Written instruction 1: In the passage listing dating requirements, what car does the writer own?
Written instruction 2: Select every line in the rows that contains the word "silhouetted".

Provided passage:
%%

4) You must have a functioning cock: I do, but it's really small. What you're really saying is: You must have a LARGE functioning cock and you won't need it anymore after we've had our second kid."
5) You must have a car so you can take me on hot dates: Got one and it's all paid for. It's a 2001 Dodge minivan. But what you're really saying is: "You must have an expensive car (preferably a BMW, Lexus or Jaguar) to impress my friends when we go out."
6) You must be an excellent kisser: I was the last time I checked, but it's been a while. A long while. But what you're really saying is a more specific restatement of #3 above, with respect to my ability to satisfy you orally. As I said above, works for me.
7) You should read the New York Times and on occasion the National Geographic: Yep, I read 'em. I can usually finish the crossword most of the time too. I'm kind of a news junkie, but I haven't figured out what to do about it yet. I also read books, about three-quarters fiction, mostly detective novels. Back when I was IQ tested in 8th grade, it came out 162. But I've always done well on written tests. But what you're really saying is: "You must be urbane and sophisticated and not too cheap to subscribe to an out-of-town newspaper, so I can impress my friends."
8) You must want kids: I think I do, but I haven't had much experience, since I'm an only child. It also could affect one of the three things I want from life: 1) Never have to change a dirty diaper; 2) Never use an ATM; 3) Cross an ocean in a dirigible (this one's hard since the US Navy dismantled the last one in 1957). But what you're really saying is "I want you to pay for my kids, including college, despite the loss of my consortium after the first one is born and my weight gain of at least 30 pounds which I'll never take off."

%%

Stored rows:
%%

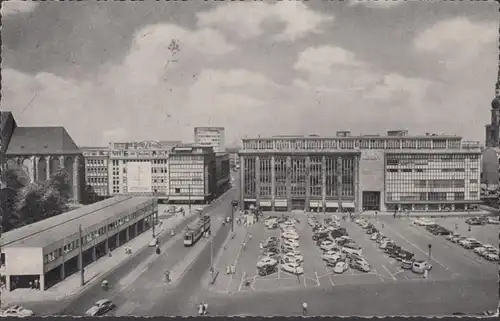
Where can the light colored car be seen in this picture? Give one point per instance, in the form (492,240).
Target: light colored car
(467,241)
(291,243)
(17,311)
(266,261)
(493,220)
(352,248)
(481,250)
(288,258)
(101,307)
(420,266)
(154,242)
(332,255)
(290,235)
(293,268)
(341,267)
(361,265)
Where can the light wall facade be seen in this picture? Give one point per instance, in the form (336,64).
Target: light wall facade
(374,173)
(96,169)
(192,174)
(211,137)
(152,154)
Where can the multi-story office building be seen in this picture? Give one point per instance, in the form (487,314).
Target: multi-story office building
(382,173)
(193,177)
(38,152)
(234,158)
(139,168)
(96,171)
(210,136)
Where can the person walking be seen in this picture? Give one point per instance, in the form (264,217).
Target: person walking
(304,308)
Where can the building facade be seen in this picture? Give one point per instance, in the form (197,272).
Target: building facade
(38,152)
(50,250)
(210,137)
(96,171)
(192,174)
(139,168)
(378,173)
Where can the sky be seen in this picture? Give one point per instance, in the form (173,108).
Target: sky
(134,71)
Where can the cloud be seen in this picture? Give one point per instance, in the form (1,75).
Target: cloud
(457,40)
(322,59)
(377,4)
(14,7)
(247,20)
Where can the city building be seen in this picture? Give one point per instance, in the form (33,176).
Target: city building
(491,168)
(210,136)
(96,172)
(234,158)
(7,126)
(193,177)
(48,251)
(222,173)
(379,173)
(139,168)
(38,152)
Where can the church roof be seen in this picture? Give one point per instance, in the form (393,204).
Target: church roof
(41,141)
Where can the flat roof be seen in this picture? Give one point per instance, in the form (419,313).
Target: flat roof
(48,231)
(407,137)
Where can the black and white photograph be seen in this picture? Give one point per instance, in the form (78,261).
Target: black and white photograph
(250,158)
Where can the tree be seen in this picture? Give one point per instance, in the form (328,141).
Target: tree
(25,203)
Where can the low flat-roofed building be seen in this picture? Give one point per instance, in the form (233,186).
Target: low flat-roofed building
(388,172)
(48,251)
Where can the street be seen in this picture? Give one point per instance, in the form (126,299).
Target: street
(153,276)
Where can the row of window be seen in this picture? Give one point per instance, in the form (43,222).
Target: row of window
(395,143)
(187,191)
(89,237)
(100,162)
(97,180)
(185,166)
(431,196)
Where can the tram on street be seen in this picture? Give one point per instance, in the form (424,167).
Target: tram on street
(196,230)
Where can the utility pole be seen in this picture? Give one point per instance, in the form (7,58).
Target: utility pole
(189,197)
(153,217)
(80,257)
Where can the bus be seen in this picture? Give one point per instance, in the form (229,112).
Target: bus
(196,229)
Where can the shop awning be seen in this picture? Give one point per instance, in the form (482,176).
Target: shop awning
(315,203)
(348,205)
(332,204)
(280,203)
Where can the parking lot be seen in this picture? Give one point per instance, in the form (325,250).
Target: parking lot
(449,261)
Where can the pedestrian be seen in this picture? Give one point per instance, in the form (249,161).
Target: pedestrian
(304,308)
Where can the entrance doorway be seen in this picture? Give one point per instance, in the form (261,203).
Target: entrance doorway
(298,204)
(371,201)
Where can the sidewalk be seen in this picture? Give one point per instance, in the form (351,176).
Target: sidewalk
(228,255)
(71,285)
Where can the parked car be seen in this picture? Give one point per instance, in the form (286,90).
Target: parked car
(341,267)
(293,268)
(420,266)
(406,264)
(472,245)
(360,265)
(267,270)
(100,308)
(17,311)
(266,261)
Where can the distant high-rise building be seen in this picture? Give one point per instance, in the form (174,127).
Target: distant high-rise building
(210,137)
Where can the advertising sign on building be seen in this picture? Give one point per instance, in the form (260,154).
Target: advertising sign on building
(139,177)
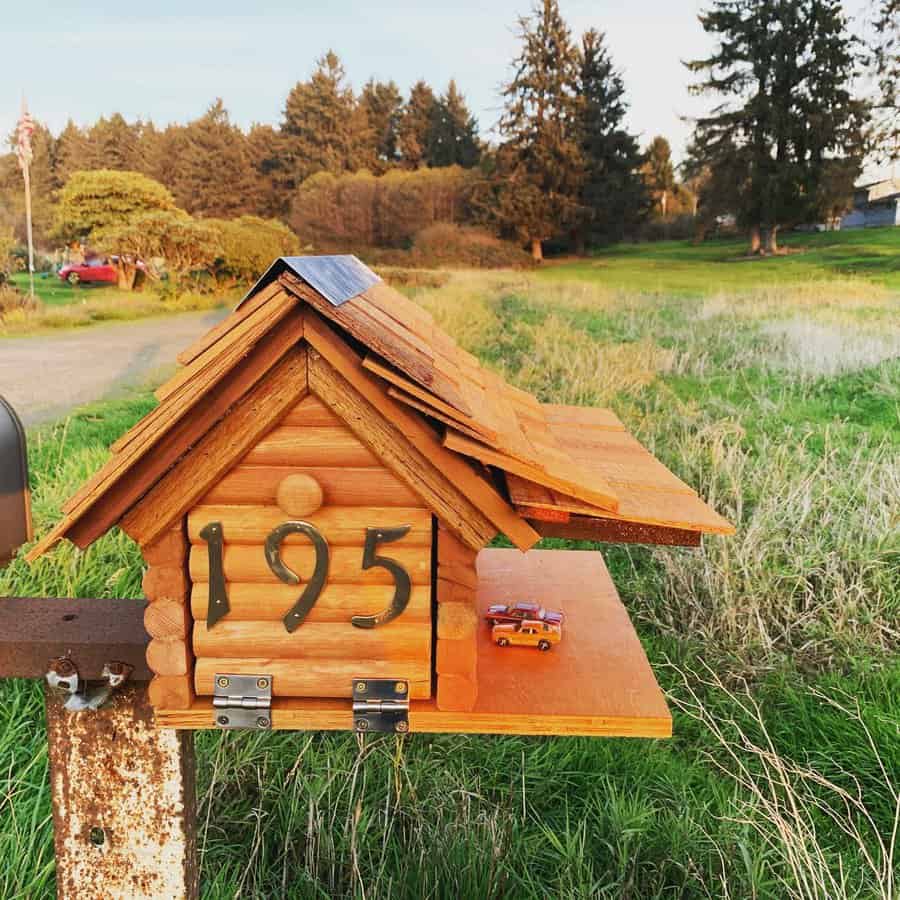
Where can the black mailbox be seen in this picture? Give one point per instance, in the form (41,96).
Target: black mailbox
(15,501)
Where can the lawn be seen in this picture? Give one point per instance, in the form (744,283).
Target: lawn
(720,265)
(777,647)
(53,292)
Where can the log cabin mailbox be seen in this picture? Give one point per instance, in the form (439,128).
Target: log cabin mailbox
(313,495)
(15,502)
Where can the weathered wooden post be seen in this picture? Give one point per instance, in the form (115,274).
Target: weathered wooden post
(313,497)
(124,810)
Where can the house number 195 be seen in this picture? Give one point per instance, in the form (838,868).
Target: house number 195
(219,605)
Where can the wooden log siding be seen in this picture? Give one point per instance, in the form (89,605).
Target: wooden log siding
(320,658)
(456,656)
(168,621)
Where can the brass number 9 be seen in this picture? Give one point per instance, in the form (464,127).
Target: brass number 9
(299,611)
(374,537)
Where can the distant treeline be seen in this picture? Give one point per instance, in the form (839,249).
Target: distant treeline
(784,143)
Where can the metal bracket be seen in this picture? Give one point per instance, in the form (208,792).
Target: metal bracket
(63,676)
(243,701)
(380,704)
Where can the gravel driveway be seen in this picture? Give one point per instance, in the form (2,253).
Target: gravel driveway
(45,376)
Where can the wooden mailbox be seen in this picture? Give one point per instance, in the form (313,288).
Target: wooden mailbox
(313,495)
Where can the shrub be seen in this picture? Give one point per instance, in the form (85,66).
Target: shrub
(445,243)
(248,245)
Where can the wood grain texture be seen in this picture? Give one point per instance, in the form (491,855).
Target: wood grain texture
(317,677)
(167,619)
(245,562)
(341,525)
(348,369)
(169,657)
(596,682)
(396,641)
(299,496)
(341,486)
(336,603)
(219,449)
(171,691)
(394,450)
(168,432)
(302,445)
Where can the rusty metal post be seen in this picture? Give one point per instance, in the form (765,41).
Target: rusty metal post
(124,805)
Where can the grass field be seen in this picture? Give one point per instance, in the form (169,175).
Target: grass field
(683,268)
(777,647)
(63,306)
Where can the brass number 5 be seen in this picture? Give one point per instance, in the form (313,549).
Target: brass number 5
(300,610)
(374,537)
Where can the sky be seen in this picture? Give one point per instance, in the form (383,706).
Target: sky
(169,60)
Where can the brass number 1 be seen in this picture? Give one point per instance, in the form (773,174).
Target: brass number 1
(300,610)
(374,537)
(218,593)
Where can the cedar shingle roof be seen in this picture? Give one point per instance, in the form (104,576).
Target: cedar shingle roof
(552,461)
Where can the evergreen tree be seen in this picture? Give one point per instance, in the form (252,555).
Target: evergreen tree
(73,152)
(787,120)
(539,162)
(383,107)
(659,173)
(324,127)
(453,134)
(215,176)
(886,66)
(613,194)
(114,144)
(415,125)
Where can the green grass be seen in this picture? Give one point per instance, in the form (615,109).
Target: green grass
(720,265)
(777,647)
(53,292)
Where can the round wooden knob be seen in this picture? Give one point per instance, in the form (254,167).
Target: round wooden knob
(299,495)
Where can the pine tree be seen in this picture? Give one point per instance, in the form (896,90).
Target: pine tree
(787,119)
(415,125)
(885,60)
(114,144)
(453,134)
(539,162)
(613,193)
(324,127)
(215,176)
(659,173)
(383,106)
(73,153)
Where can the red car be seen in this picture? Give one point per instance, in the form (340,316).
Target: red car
(517,612)
(97,269)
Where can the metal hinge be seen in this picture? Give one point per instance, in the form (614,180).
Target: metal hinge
(243,701)
(380,704)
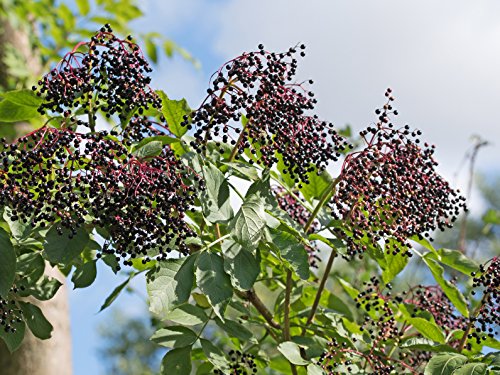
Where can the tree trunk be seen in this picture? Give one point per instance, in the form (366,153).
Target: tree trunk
(37,357)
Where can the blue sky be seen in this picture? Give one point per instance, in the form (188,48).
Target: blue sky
(440,58)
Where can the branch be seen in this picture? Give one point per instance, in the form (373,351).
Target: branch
(259,305)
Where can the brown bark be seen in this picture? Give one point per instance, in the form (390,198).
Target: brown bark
(37,357)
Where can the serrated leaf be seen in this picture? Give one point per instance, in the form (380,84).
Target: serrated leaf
(115,293)
(149,150)
(427,328)
(36,321)
(177,361)
(174,112)
(61,248)
(458,261)
(249,222)
(240,264)
(84,275)
(245,170)
(169,284)
(188,315)
(7,263)
(213,281)
(235,329)
(292,251)
(214,354)
(444,363)
(291,351)
(174,337)
(13,112)
(215,199)
(451,291)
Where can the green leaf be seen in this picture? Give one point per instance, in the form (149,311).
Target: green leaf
(214,354)
(174,112)
(84,275)
(30,266)
(394,264)
(313,369)
(249,222)
(13,112)
(215,199)
(177,361)
(444,363)
(63,249)
(451,291)
(240,264)
(7,263)
(115,293)
(43,290)
(474,368)
(83,7)
(189,315)
(37,323)
(457,260)
(427,328)
(235,329)
(13,340)
(421,343)
(213,281)
(245,170)
(23,97)
(169,284)
(292,251)
(149,150)
(291,351)
(350,290)
(174,337)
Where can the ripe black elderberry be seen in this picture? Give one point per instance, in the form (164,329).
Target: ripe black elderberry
(487,317)
(10,312)
(257,88)
(288,203)
(57,176)
(110,75)
(391,190)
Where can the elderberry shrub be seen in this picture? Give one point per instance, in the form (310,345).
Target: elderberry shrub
(110,75)
(240,364)
(257,88)
(486,319)
(379,350)
(391,191)
(10,312)
(68,179)
(288,203)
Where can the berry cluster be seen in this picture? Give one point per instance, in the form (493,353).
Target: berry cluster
(241,364)
(10,313)
(390,190)
(58,176)
(257,87)
(487,318)
(288,203)
(433,300)
(111,75)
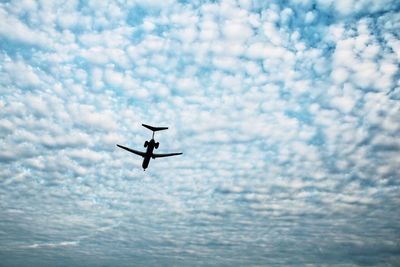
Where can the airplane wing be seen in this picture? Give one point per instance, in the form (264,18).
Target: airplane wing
(165,155)
(140,153)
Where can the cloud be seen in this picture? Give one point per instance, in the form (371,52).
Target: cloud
(286,114)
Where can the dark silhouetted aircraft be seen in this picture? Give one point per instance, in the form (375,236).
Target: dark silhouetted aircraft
(150,147)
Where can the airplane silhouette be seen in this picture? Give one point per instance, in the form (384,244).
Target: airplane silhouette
(150,147)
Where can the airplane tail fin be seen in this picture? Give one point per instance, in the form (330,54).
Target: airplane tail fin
(154,129)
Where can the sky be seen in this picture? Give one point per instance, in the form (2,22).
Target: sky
(287,114)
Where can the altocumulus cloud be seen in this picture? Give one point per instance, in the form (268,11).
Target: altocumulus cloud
(287,112)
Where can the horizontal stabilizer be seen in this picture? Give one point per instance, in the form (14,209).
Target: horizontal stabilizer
(154,129)
(140,153)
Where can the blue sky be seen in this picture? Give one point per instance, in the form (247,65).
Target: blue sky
(287,112)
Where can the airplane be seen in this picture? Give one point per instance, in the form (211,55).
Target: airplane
(150,147)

%%

Full output 1: A 2001 Dodge minivan, which is fully paid for.

Full output 2:
Where can the dark silhouetted aircraft be seen in this picture? Give one point per instance, in the form (375,236).
Target: dark silhouetted aircraft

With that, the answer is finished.